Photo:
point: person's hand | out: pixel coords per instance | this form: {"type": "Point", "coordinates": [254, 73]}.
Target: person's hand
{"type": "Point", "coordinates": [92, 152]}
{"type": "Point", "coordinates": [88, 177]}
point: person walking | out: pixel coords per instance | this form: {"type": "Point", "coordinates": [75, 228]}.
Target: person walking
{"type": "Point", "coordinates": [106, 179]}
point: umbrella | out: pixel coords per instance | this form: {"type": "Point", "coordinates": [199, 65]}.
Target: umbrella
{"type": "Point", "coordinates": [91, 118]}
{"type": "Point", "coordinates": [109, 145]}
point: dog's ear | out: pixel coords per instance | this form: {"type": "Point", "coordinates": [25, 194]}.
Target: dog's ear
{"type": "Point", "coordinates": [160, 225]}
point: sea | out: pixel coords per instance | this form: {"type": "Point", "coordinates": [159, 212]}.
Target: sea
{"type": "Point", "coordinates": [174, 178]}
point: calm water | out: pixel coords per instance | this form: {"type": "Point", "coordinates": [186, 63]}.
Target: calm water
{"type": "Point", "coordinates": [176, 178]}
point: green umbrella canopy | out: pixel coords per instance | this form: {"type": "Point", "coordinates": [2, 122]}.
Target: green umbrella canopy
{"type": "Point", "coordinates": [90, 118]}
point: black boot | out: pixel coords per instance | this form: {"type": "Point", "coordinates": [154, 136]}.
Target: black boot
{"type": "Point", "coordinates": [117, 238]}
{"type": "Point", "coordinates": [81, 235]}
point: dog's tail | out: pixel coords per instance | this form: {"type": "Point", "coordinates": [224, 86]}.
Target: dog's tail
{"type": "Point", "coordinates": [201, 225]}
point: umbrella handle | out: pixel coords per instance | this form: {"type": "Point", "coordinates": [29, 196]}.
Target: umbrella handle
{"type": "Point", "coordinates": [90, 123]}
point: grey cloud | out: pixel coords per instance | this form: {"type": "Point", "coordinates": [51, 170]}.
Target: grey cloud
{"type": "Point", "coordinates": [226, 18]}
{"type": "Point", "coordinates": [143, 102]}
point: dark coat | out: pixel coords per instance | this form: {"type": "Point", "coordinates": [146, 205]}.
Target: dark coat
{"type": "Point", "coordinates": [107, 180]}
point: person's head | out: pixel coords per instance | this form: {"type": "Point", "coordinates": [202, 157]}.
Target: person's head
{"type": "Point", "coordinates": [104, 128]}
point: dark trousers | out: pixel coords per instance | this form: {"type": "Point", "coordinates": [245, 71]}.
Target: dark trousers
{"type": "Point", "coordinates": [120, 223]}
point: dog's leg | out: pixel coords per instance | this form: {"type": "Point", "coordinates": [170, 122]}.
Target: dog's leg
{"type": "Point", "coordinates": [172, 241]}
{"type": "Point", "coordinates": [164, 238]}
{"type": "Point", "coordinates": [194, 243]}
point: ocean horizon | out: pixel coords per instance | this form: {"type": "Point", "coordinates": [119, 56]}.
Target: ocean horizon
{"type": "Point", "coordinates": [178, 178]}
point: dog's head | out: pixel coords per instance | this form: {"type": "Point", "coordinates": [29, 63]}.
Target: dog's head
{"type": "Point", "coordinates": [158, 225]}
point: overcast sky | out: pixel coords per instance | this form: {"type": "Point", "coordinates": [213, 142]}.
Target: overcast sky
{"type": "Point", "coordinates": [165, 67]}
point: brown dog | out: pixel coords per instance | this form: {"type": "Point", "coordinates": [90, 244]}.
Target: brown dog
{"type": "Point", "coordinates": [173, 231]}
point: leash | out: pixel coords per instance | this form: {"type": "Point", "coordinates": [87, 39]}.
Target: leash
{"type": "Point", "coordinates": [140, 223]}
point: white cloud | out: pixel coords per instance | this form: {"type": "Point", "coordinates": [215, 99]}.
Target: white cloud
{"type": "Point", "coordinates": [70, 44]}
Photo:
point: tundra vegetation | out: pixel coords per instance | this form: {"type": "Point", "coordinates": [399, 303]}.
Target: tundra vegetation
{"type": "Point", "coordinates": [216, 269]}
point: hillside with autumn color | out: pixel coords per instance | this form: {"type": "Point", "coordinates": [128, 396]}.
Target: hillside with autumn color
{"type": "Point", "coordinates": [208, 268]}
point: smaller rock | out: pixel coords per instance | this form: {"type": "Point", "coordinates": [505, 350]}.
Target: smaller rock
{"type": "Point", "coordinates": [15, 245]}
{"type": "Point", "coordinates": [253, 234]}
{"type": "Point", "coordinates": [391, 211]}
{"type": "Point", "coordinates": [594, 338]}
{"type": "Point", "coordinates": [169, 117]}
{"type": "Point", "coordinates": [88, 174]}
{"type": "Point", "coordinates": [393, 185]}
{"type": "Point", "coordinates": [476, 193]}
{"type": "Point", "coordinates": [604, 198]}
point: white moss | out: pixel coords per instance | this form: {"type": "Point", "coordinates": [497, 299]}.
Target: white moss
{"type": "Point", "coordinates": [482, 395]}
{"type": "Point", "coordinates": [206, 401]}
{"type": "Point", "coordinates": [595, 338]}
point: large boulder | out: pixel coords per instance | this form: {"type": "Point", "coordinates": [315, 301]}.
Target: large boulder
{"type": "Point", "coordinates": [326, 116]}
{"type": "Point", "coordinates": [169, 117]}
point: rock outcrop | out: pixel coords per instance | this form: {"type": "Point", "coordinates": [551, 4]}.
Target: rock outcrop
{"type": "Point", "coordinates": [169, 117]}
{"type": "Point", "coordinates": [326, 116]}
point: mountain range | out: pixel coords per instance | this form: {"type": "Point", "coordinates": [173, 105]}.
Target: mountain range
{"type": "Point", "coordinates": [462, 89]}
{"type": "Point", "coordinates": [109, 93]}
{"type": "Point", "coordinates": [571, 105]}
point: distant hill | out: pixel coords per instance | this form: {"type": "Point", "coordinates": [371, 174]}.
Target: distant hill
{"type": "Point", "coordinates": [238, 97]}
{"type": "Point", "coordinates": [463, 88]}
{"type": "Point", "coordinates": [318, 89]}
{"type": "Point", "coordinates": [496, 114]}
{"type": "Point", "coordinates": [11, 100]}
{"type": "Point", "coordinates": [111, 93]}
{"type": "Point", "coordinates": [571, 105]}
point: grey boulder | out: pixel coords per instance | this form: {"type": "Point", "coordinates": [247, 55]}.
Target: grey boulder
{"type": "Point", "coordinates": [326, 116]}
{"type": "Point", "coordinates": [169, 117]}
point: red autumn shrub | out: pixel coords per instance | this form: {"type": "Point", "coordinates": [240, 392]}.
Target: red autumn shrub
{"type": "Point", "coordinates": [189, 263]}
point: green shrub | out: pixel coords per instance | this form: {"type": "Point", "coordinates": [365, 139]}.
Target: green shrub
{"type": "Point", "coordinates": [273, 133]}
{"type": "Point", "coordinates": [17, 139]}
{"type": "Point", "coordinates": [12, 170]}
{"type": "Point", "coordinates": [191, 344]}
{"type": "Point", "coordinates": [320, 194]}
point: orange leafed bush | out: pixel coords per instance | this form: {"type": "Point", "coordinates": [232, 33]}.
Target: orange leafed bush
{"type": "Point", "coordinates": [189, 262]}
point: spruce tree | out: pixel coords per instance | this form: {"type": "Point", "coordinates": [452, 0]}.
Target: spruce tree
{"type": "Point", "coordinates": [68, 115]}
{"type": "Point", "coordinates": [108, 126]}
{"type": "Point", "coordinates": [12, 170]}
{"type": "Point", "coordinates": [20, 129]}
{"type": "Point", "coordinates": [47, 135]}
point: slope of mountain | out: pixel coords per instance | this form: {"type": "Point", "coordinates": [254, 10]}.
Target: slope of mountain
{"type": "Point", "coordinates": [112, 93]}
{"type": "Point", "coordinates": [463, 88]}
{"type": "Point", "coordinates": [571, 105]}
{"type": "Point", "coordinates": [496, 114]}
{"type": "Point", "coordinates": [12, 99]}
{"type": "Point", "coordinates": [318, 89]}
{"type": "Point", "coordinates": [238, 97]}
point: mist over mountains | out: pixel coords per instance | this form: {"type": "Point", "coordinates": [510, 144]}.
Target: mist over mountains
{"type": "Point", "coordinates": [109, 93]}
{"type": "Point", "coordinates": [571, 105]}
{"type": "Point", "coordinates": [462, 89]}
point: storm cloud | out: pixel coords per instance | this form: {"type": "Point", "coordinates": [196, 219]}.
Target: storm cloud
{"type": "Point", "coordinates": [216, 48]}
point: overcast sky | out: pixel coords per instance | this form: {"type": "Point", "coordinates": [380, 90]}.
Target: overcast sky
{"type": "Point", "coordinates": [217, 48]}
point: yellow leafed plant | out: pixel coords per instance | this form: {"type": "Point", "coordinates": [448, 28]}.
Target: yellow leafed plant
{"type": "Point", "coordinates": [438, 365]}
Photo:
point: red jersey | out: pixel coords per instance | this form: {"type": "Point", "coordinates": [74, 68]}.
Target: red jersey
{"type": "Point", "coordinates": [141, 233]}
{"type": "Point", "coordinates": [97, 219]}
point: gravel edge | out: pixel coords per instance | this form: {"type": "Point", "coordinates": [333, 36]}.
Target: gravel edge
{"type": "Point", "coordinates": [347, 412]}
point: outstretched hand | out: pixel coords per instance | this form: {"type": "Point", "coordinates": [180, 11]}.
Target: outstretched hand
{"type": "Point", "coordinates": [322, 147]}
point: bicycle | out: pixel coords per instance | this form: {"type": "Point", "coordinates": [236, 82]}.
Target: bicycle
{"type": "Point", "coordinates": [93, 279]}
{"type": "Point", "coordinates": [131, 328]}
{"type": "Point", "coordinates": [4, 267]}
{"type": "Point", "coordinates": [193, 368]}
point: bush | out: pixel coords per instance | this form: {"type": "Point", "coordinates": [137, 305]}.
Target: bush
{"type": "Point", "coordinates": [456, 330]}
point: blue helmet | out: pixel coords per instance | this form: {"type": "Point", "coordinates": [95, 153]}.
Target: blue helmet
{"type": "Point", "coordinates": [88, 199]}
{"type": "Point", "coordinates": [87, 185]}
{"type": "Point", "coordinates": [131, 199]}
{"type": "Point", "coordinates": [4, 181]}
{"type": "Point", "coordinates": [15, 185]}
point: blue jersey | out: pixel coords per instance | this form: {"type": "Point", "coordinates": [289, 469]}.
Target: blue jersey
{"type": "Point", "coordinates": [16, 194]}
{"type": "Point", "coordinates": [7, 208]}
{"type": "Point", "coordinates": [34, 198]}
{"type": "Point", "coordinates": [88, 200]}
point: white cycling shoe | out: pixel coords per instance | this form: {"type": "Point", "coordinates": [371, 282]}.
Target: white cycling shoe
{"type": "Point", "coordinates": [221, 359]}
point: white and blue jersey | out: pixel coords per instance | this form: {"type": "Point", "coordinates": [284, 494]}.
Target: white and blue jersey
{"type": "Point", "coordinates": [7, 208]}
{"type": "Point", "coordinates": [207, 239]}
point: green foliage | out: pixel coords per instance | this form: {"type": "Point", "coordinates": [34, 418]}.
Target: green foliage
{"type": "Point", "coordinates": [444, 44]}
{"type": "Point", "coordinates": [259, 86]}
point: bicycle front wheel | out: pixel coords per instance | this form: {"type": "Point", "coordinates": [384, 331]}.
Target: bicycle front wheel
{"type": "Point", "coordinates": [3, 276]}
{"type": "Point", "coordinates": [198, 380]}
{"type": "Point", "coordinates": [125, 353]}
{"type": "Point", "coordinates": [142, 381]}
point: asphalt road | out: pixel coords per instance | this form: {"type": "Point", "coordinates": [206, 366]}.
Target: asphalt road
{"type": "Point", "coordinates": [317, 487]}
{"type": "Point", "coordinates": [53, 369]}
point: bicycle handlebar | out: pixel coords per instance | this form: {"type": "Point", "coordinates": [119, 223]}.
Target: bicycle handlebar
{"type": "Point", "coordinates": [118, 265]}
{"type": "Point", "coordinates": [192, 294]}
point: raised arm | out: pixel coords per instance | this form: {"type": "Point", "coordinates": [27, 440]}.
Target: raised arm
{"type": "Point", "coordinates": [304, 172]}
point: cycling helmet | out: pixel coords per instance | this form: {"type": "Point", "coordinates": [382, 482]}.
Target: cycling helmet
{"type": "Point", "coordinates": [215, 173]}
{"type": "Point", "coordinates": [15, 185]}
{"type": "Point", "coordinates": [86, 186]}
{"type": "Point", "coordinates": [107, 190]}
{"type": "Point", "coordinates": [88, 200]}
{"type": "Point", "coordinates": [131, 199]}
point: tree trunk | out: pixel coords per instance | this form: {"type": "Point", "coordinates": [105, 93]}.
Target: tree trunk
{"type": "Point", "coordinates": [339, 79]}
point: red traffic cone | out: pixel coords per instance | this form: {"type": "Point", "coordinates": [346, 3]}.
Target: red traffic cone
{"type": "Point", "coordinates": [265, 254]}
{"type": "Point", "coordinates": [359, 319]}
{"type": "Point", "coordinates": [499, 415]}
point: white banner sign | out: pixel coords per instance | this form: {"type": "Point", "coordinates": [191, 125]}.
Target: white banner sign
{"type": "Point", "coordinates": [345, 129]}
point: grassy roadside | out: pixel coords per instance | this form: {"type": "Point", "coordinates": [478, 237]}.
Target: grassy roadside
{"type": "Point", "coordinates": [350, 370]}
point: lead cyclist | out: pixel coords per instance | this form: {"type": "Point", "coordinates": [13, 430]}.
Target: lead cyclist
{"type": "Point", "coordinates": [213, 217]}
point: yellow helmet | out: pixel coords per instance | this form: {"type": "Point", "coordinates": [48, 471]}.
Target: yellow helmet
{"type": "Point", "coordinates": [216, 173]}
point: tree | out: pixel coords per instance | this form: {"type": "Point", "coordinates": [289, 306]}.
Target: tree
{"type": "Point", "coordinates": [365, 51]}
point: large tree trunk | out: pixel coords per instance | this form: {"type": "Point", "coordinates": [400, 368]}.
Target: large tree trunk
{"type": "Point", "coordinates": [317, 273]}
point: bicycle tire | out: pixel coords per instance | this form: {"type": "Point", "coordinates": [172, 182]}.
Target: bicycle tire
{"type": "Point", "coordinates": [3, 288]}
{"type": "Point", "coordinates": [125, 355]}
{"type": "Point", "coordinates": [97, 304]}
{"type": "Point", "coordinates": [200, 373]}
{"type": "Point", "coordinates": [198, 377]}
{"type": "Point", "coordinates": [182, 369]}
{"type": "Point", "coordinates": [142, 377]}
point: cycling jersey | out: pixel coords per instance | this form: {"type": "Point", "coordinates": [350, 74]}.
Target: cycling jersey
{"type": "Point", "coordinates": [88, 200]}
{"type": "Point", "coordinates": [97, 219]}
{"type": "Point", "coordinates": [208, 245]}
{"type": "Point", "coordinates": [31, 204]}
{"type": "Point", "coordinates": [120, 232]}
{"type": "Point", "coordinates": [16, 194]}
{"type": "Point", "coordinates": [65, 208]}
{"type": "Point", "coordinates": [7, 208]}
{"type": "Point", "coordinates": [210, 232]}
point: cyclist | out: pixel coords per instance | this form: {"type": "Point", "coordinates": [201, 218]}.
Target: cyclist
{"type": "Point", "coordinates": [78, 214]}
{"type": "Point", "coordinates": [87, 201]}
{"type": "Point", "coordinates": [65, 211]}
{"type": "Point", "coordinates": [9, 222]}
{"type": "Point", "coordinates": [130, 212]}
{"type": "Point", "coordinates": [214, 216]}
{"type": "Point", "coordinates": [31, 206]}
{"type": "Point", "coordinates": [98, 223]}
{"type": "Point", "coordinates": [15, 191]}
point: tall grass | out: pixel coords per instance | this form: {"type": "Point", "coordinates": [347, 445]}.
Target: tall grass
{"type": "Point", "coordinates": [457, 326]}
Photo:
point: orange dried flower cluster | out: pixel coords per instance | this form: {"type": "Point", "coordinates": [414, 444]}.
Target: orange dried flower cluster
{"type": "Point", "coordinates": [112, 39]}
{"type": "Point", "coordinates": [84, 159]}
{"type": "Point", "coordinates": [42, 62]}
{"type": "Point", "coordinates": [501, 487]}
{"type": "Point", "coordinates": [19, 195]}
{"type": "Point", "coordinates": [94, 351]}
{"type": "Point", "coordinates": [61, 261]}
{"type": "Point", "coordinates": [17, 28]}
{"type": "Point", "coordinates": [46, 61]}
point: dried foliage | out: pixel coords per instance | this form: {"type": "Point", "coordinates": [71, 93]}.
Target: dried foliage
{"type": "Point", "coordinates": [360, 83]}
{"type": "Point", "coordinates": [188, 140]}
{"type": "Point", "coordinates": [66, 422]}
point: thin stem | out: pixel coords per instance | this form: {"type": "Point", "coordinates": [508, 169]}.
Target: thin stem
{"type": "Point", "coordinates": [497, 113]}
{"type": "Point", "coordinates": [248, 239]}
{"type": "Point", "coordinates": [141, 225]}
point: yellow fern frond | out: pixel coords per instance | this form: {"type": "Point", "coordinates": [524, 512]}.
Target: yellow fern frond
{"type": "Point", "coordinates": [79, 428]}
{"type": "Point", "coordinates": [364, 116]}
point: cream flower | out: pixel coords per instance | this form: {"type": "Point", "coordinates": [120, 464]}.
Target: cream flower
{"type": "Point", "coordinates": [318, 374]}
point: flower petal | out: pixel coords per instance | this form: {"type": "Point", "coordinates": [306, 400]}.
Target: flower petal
---
Each line of the data in which the string "petal" appears needs to be copied.

point: flower petal | out: pixel coords per instance | this form: {"type": "Point", "coordinates": [306, 400]}.
Target: flower petal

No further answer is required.